SHORT TASK | Look below for the line that contains "Would you be able to point to the white cricket shoe", then copy it and each following line to the end of the records, minus any pictures.

_ _ _ _

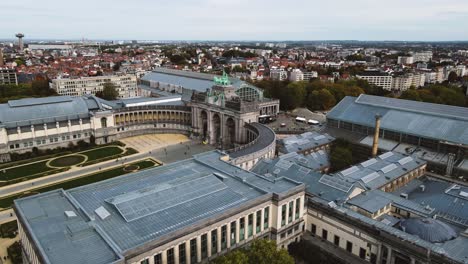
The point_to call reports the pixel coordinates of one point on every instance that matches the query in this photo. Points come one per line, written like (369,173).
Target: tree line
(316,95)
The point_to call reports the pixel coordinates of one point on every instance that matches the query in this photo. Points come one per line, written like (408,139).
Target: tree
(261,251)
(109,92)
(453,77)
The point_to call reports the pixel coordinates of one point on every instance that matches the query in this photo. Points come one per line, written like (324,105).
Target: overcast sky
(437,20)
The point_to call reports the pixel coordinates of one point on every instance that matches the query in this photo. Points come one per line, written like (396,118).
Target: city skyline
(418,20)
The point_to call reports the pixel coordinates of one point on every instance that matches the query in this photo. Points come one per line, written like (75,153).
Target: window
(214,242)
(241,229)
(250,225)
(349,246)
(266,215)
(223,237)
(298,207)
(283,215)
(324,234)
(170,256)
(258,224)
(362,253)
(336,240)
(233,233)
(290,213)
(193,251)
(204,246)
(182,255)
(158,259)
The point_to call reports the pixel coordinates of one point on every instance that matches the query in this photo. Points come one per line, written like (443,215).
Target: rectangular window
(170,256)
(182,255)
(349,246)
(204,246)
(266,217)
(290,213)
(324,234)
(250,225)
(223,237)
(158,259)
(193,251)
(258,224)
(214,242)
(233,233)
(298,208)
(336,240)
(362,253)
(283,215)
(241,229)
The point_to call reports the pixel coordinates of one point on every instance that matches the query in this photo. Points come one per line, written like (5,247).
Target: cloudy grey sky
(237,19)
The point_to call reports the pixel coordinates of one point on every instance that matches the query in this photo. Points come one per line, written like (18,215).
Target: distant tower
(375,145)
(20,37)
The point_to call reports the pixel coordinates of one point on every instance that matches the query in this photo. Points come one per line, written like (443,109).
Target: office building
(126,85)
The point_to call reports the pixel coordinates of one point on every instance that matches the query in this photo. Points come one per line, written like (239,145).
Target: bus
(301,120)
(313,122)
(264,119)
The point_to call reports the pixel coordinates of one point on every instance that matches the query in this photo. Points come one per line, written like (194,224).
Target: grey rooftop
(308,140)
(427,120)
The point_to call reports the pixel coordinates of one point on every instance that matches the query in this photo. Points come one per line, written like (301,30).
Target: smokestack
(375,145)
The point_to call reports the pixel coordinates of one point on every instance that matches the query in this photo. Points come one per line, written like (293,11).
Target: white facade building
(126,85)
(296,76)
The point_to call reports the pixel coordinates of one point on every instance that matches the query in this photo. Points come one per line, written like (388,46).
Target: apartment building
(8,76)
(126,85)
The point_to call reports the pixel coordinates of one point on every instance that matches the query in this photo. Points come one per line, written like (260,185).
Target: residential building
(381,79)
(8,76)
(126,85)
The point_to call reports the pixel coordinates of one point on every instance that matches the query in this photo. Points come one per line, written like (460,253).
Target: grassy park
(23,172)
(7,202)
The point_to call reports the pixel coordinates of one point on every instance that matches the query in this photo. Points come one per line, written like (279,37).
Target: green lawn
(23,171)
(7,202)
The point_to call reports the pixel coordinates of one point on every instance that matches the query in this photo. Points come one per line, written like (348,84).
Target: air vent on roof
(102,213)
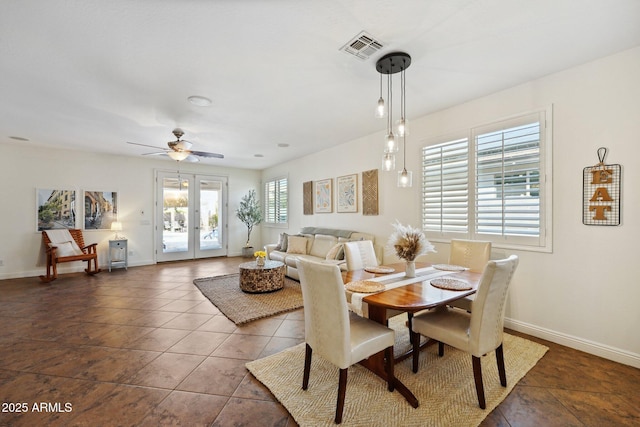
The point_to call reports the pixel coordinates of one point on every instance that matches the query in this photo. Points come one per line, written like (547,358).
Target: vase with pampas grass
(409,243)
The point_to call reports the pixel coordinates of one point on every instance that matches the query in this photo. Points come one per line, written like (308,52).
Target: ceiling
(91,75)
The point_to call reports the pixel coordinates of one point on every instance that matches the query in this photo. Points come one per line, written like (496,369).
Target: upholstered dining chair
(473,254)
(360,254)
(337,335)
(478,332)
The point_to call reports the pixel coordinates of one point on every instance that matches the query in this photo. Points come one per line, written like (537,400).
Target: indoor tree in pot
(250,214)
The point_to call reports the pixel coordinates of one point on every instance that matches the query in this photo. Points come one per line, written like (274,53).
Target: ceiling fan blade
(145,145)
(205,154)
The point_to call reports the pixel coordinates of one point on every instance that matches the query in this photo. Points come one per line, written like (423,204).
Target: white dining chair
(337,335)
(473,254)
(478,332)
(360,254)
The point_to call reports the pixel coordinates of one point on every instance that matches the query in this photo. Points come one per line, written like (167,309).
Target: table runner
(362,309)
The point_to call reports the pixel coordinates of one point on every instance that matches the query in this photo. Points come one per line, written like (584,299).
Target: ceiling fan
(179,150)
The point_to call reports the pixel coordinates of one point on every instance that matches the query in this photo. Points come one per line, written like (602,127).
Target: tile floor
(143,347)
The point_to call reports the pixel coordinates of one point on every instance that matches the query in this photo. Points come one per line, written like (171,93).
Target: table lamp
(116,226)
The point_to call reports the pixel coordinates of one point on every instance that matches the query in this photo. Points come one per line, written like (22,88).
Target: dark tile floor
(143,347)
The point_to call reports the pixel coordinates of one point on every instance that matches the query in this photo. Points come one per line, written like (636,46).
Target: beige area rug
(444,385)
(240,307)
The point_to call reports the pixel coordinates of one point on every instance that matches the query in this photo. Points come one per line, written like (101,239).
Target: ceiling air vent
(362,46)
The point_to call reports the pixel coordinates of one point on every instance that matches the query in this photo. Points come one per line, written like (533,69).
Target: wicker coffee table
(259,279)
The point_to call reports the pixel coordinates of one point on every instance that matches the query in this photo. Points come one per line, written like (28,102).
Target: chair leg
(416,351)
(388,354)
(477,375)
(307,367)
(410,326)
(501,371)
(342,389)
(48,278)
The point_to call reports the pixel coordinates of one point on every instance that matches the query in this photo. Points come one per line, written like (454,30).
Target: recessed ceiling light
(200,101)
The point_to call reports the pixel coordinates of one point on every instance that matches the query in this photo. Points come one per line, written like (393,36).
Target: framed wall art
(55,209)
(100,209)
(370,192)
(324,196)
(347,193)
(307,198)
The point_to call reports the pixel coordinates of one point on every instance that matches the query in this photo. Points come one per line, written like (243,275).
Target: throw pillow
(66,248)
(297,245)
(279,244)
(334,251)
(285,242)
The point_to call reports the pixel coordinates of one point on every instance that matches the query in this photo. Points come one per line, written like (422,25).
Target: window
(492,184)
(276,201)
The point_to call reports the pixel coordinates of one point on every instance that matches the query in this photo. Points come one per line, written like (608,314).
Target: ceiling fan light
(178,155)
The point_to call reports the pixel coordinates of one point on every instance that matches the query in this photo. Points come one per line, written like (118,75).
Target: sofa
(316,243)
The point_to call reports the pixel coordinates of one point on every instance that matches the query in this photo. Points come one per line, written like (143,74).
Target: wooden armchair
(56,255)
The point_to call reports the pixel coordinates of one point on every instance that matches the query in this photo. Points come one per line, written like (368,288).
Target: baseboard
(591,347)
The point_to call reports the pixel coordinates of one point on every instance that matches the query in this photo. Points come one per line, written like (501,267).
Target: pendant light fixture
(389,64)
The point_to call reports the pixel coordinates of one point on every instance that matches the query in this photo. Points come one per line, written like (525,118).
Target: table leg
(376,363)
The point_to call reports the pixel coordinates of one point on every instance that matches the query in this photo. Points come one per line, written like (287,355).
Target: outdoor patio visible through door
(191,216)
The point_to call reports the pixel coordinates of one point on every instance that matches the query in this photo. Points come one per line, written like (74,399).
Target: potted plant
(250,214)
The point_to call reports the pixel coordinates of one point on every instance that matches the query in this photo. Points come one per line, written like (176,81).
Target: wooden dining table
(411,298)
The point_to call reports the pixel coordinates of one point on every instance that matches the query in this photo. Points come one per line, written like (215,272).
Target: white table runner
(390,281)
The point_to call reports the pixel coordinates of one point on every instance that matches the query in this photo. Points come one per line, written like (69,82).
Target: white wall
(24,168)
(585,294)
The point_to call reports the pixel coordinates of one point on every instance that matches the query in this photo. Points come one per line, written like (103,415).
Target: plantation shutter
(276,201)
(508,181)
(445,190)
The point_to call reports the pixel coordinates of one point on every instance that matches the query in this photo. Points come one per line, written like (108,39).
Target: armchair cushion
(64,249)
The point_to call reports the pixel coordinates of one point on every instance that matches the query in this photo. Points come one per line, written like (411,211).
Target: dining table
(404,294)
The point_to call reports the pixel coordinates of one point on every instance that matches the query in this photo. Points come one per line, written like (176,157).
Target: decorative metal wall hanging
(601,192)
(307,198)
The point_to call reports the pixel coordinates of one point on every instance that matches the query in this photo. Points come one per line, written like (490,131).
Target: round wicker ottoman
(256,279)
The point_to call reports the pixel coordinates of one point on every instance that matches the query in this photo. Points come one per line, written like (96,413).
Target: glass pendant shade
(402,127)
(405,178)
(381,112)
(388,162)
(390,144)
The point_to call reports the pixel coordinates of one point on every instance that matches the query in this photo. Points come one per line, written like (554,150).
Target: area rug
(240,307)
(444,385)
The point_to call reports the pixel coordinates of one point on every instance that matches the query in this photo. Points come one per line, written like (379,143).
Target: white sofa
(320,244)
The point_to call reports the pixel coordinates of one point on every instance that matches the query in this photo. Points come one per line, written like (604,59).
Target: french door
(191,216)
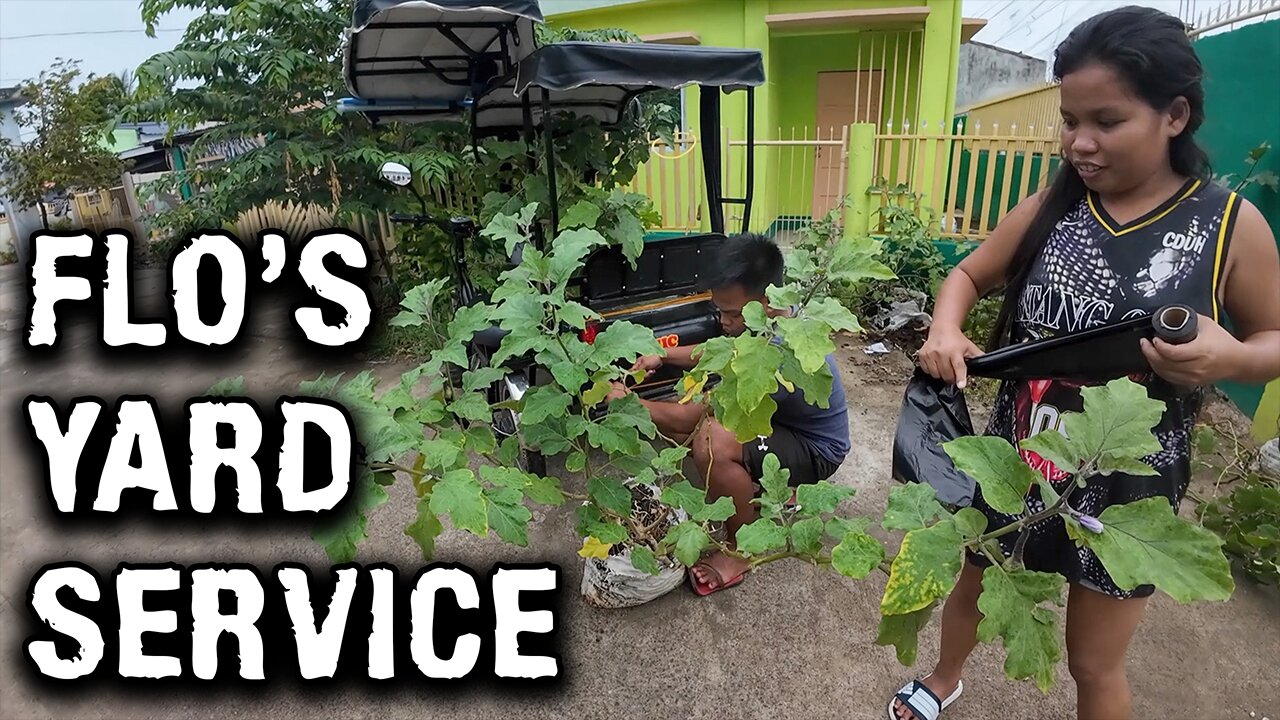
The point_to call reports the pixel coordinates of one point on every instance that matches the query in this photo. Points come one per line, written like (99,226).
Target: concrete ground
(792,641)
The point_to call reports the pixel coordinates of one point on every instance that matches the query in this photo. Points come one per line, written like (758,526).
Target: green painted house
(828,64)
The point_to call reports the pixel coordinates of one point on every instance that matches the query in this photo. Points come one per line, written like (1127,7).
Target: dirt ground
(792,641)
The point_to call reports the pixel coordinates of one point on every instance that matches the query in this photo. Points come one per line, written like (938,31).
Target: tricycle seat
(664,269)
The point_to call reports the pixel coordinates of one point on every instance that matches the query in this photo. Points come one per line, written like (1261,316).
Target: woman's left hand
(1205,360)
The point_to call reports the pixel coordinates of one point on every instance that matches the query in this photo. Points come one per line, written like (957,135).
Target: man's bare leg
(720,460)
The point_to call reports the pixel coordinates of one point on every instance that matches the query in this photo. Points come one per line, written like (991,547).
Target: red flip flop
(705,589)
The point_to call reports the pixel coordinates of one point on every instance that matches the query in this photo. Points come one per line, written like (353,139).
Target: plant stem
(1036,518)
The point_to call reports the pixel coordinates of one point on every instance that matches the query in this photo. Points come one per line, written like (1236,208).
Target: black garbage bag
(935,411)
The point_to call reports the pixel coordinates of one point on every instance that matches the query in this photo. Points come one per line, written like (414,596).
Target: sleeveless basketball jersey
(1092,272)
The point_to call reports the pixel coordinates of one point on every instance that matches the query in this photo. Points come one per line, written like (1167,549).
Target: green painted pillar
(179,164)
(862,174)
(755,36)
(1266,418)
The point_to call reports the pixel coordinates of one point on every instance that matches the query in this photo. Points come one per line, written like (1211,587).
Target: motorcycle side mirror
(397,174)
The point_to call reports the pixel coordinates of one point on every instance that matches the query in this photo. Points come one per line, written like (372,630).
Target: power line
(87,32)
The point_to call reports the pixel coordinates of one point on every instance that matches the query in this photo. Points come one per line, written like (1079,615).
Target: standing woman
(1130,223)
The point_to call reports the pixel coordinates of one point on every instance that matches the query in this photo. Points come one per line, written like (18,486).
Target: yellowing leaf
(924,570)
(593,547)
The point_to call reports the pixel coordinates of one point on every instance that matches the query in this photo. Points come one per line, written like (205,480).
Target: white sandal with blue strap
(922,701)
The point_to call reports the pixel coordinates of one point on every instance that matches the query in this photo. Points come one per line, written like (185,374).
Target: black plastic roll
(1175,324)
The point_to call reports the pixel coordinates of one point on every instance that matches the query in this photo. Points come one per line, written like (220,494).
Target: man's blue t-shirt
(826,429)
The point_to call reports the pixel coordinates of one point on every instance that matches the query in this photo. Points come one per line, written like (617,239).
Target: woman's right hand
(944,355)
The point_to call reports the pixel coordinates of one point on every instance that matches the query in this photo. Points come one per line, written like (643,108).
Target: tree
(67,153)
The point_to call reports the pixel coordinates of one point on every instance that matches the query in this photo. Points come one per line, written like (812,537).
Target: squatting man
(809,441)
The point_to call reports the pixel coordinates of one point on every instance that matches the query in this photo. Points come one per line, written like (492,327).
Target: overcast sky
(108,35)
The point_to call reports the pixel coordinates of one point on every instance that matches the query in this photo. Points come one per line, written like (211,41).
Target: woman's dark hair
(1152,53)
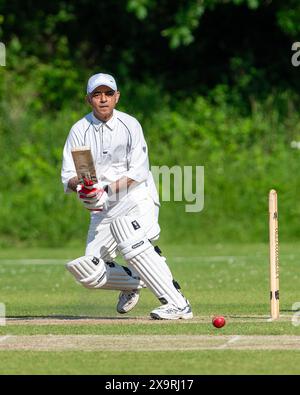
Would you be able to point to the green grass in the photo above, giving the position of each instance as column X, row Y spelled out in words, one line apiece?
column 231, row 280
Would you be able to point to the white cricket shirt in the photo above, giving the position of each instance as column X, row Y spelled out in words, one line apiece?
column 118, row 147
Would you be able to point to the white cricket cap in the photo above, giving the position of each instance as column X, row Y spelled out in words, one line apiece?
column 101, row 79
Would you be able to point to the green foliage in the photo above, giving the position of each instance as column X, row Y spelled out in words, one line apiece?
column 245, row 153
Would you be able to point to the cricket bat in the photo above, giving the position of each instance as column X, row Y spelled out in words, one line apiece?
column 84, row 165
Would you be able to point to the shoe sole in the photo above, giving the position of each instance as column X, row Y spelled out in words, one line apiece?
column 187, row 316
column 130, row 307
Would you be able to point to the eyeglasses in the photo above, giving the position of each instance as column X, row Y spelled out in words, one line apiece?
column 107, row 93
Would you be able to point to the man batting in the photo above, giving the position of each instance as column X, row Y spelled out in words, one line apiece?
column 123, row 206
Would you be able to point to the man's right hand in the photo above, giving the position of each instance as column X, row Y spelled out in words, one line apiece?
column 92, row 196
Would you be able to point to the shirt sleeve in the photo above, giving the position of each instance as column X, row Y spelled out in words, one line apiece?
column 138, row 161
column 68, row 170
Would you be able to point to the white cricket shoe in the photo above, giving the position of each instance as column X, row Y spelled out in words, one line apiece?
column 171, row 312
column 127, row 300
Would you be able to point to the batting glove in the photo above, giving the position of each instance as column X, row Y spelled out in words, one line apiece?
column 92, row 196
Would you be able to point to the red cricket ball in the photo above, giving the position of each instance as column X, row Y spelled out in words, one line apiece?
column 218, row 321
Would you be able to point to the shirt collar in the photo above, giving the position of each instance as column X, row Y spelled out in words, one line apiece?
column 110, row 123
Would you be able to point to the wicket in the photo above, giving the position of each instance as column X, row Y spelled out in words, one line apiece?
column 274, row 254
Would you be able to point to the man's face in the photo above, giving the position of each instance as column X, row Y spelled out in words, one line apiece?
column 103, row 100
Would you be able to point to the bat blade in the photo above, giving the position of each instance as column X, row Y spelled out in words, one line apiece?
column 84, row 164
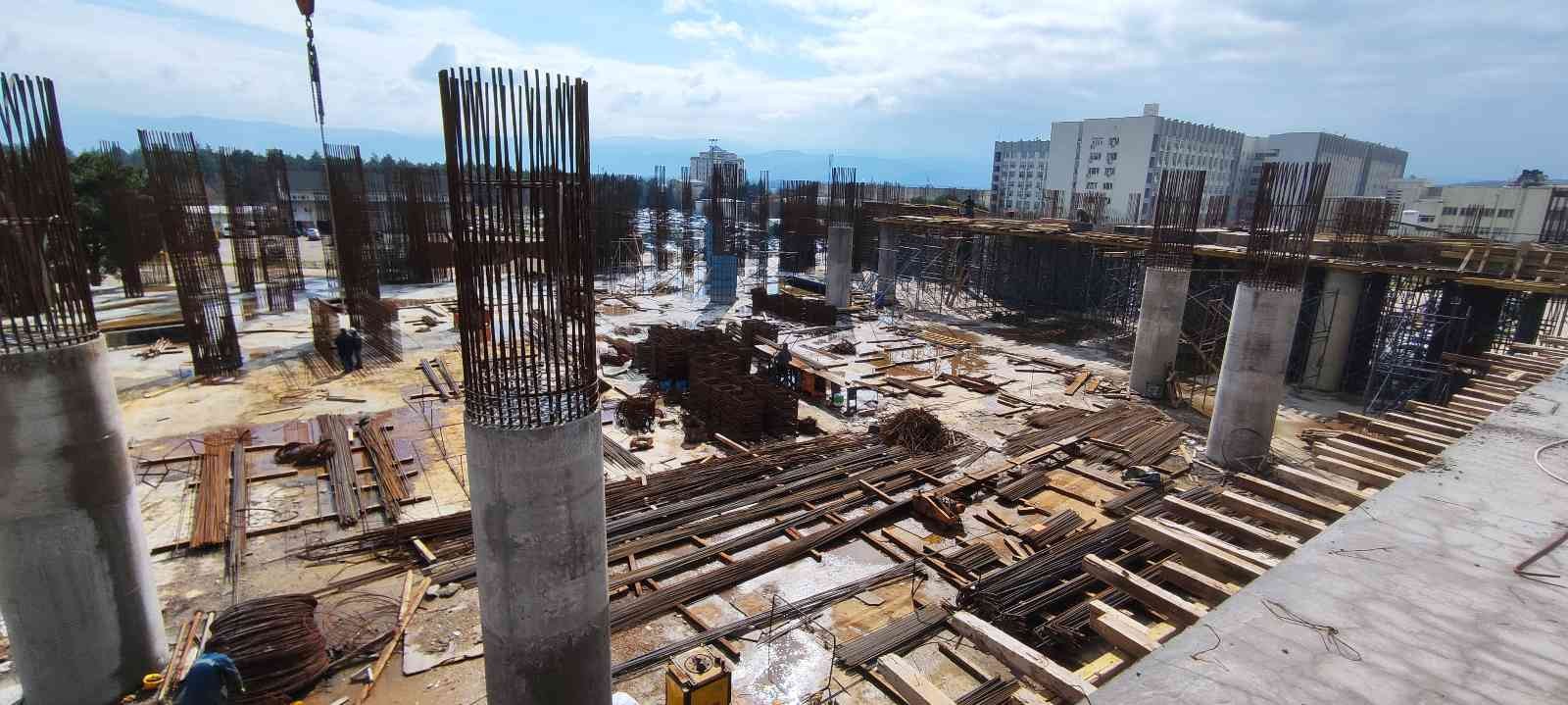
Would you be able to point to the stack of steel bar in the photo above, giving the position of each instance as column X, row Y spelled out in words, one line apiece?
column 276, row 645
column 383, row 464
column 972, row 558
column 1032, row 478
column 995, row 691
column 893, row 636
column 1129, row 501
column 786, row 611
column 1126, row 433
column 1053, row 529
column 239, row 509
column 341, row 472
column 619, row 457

_ _ _ _

RESPONSE TO THE TASK |
Would you be able to point to the white cricket shoe in the photo above, giving the position of each instance as column X, row Y spelled out in words, one line apiece?
column 171, row 312
column 127, row 300
Would you be able to point to the batting glove in the photo above, giving the position of each instance as column X, row Y spelled out in words, one line apiece?
column 92, row 196
Would you be able to point to the red cricket ball in the photo above, giving the position of each instance as column X, row Y spelled out in words, one line apiece?
column 218, row 321
Would you be able to point to the shirt collar in the photo above, giving the position of each instance as column X, row Y spelled out in words, one line apiece?
column 110, row 123
Would you be able to point to the wicket in the photo above, giving the position of each instance as column X, row Y spelled out in words, one line apiece?
column 274, row 254
Would you be able to point to the man's face in the photo above, giving the position of each instance as column X, row Y spelled out in words, one line apiece?
column 103, row 100
Would you be able to point to the bat blade in the photo above, giving the position of each instance as column X, row Y spelled out in words, one line apiece?
column 84, row 164
Would you be able to point to the stack of steel bar in the photo above, giving the position of each instance as column X, row Y spelled out in words, one line apiece?
column 276, row 645
column 383, row 464
column 972, row 558
column 1032, row 478
column 995, row 691
column 893, row 636
column 1129, row 501
column 786, row 611
column 1126, row 433
column 1053, row 529
column 239, row 509
column 341, row 472
column 619, row 457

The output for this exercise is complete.